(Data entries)
*** Begin section ***
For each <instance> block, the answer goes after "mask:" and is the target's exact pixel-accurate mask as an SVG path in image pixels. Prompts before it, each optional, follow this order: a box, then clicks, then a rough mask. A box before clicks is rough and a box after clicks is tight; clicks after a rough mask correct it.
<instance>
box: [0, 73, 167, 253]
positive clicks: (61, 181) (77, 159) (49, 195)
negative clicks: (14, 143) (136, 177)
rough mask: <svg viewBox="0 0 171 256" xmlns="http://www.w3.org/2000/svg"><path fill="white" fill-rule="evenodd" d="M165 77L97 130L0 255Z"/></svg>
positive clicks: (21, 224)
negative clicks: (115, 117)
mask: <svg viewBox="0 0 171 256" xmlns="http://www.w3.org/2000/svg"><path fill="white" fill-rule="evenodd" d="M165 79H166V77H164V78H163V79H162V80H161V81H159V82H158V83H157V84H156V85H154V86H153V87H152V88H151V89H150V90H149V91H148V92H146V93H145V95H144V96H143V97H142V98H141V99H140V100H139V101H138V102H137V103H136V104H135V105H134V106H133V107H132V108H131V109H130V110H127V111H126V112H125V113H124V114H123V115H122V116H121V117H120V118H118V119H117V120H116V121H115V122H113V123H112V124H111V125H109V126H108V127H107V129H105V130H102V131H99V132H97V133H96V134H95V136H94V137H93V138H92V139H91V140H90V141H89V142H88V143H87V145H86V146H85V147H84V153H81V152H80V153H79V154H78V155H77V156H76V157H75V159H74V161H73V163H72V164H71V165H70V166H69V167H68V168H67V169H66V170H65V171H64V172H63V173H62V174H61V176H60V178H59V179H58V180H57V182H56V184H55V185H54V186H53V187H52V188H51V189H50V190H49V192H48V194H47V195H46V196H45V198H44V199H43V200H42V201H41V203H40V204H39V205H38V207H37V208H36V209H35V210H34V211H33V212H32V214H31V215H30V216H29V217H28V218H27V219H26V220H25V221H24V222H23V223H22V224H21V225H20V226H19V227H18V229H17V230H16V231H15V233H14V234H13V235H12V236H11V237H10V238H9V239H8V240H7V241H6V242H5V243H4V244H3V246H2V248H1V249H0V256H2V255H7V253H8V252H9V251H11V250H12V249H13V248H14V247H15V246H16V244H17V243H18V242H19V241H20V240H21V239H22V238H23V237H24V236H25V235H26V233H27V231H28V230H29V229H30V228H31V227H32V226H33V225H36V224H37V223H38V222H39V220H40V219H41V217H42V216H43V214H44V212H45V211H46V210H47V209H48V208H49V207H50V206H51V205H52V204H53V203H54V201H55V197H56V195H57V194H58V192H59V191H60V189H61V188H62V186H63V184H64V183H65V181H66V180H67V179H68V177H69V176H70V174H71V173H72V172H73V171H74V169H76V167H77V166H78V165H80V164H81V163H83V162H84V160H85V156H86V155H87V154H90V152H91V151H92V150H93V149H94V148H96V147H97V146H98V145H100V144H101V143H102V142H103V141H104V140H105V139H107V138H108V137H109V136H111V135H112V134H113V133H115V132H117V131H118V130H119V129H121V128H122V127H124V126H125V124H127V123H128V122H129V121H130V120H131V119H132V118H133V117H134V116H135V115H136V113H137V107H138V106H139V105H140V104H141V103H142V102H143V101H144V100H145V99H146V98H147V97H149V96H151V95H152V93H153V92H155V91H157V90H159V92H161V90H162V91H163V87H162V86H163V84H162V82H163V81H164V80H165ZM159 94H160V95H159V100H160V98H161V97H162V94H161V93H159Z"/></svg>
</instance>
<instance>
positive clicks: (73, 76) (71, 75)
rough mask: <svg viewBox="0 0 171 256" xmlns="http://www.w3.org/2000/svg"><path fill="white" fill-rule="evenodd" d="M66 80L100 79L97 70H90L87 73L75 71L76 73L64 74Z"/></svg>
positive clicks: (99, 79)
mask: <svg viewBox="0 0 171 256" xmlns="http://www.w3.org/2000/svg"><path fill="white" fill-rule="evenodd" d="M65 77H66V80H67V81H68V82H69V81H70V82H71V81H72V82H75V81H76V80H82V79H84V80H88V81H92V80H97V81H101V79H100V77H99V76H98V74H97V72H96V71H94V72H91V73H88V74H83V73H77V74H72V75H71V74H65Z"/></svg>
*** End section ***
» **Your task**
Write out the entire listing above word for word, keeping every line unchanged.

» **Solution to this exercise**
For each <instance> block, the answer goes after "mask:" and is the target's exact pixel-accurate mask as an SVG path in image pixels. Prompts before it, each optional, follow this order: a box, then clicks, then a rough mask. A box before clicks is rough and a box after clicks is tight; clicks after a rough mask correct it.
<instance>
box: [0, 73, 167, 253]
positive clicks: (61, 181) (77, 159) (49, 195)
negative clicks: (14, 143) (136, 177)
rough mask: <svg viewBox="0 0 171 256" xmlns="http://www.w3.org/2000/svg"><path fill="white" fill-rule="evenodd" d="M165 77L97 130L0 255Z"/></svg>
positive clicks: (21, 224)
negative clicks: (115, 117)
mask: <svg viewBox="0 0 171 256" xmlns="http://www.w3.org/2000/svg"><path fill="white" fill-rule="evenodd" d="M165 79H166V77H164V78H163V79H162V80H161V81H159V82H158V83H157V84H156V85H154V86H153V87H152V88H151V89H150V90H149V91H148V92H146V93H145V95H144V96H143V97H142V98H141V99H140V100H139V101H138V102H137V103H136V104H135V105H134V106H133V107H132V108H131V109H130V110H127V111H126V112H125V113H124V114H123V115H122V116H121V117H120V118H118V119H117V120H116V121H115V122H113V123H112V124H111V125H109V126H108V127H107V129H105V130H102V131H99V132H97V133H96V134H95V136H94V137H93V138H92V139H91V140H90V141H89V142H88V143H87V145H86V146H85V147H84V153H81V152H80V153H79V154H78V155H77V156H76V157H75V159H74V161H73V163H72V164H71V165H70V166H69V167H68V168H67V169H66V170H65V171H64V172H63V173H62V174H61V176H60V178H59V179H58V180H57V182H56V184H55V185H54V186H53V187H52V188H51V189H50V190H49V192H48V194H47V195H46V196H45V198H44V199H43V200H42V201H41V203H40V204H39V205H38V207H37V208H36V209H35V210H34V211H33V212H32V214H31V215H30V216H29V217H28V218H27V219H26V220H25V221H24V222H23V223H22V224H21V225H20V226H19V227H18V229H17V230H16V231H15V233H14V234H13V235H12V236H11V237H10V238H9V239H8V240H7V241H6V242H5V243H4V244H3V246H2V248H1V249H0V256H2V255H7V253H8V252H9V251H11V250H12V249H13V248H14V247H15V246H16V244H17V243H18V242H19V241H20V240H21V239H22V238H23V237H24V236H25V235H26V233H27V231H28V230H29V229H30V228H31V227H32V226H33V225H36V224H37V223H38V222H39V220H40V219H41V217H42V216H43V214H44V212H45V211H46V210H47V209H48V208H49V207H50V206H51V205H52V204H53V203H54V201H55V197H56V195H57V194H58V192H59V191H60V189H61V188H62V186H63V184H64V183H65V181H66V180H67V179H68V177H69V176H70V174H71V173H72V172H73V171H74V169H76V167H77V166H78V165H80V164H81V163H83V162H84V160H85V156H86V155H87V154H90V152H91V151H92V150H93V149H94V148H96V147H97V146H98V145H100V144H101V143H102V142H103V141H104V140H105V139H107V138H108V137H109V136H111V135H112V134H113V133H115V132H117V131H118V130H119V129H121V128H122V127H124V126H125V124H127V123H128V122H129V121H130V120H131V119H132V118H133V117H134V116H135V115H136V113H137V107H138V106H139V105H140V104H141V103H142V102H143V101H144V100H145V99H146V98H147V97H149V96H151V95H152V93H153V92H155V91H157V90H159V92H161V90H162V91H163V87H162V86H163V84H162V82H163V81H164V80H165ZM159 94H160V95H159V100H160V98H161V97H162V94H161V93H159Z"/></svg>
</instance>
<instance>
positive clicks: (73, 76) (71, 75)
rough mask: <svg viewBox="0 0 171 256" xmlns="http://www.w3.org/2000/svg"><path fill="white" fill-rule="evenodd" d="M66 80L100 79L97 70H90L87 73L75 71L76 73L64 74Z"/></svg>
positive clicks: (99, 79)
mask: <svg viewBox="0 0 171 256" xmlns="http://www.w3.org/2000/svg"><path fill="white" fill-rule="evenodd" d="M65 77H66V80H67V81H68V82H69V81H70V82H71V81H72V82H75V81H76V80H82V79H84V80H88V81H92V80H97V81H101V79H100V77H99V76H98V74H97V72H96V71H94V72H91V73H88V74H83V73H77V74H72V75H71V74H65Z"/></svg>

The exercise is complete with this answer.